Selected passage:

-----

DATE OF JUDGMENT: 16/08/2005

BENCH:
ARIJIT PASAYAT & H.K. SEMA

JUDGMENT:
J U D G M E N T
(Arising out of SLP (C) No. 377 OF 2005)

ARIJIT PASAYAT, J. 

 Leave granted.

 Order passed by a learned Single Judge of the Patna 
High Court is the subject-matter of challenge in this 
appeal. By the impugned order the learned Single Judge 
found no substance in the plea of the appellant that there 
was non-compliance with the requirements of Order VIII Rule 
1 of the Code of Civil Procedure, 1908 (in short 'CPC') as 
amended by the Code of Civil Procedure (Amendment) Act, 2002 
(in short the 'Amendment Act').

 Factual position is almost undisputed and, therefore, 
need not be elaborated.

-----

Requirements:
1) Update the judgment excerpt by rewriting it from "Leave granted." through "the 'Amendment Act').", swapping "appellant" for "petitioner".
2) Retype the rows below exactly as they appear, leaving out the picture.

Input records:
-----

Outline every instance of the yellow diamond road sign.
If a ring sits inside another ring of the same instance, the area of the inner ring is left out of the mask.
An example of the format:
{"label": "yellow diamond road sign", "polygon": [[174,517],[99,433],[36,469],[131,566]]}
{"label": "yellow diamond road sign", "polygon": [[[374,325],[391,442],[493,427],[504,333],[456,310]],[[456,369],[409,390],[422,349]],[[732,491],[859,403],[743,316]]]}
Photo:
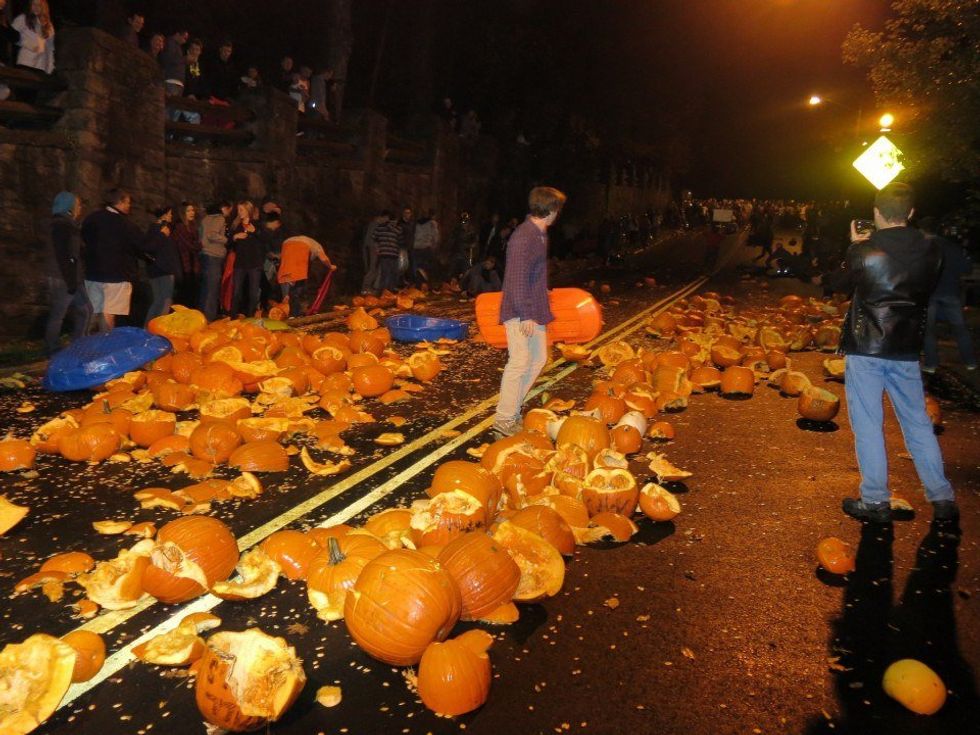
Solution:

-----

Expected outputs:
1)
Leave granted.

 Order passed by a learned Single Judge of the Patna 
High Court is the subject-matter of challenge in this 
appeal. By the impugned order the learned Single Judge 
found no substance in the plea of the petitioner that there 
was non-compliance with the requirements of Order VIII Rule 
1 of the Code of Civil Procedure, 1908 (in short 'CPC') as 
amended by the Code of Civil Procedure (Amendment) Act, 2002 
(in short the 'Amendment Act').

2)
Outline every instance of the yellow diamond road sign.
If a ring sits inside another ring of the same instance, the area of the inner ring is left out of the mask.
An example of the format:
{"label": "yellow diamond road sign", "polygon": [[174,517],[99,433],[36,469],[131,566]]}
{"label": "yellow diamond road sign", "polygon": [[[374,325],[391,442],[493,427],[504,333],[456,310]],[[456,369],[409,390],[422,349]],[[732,491],[859,403],[743,316]]]}
Photo:
Solution:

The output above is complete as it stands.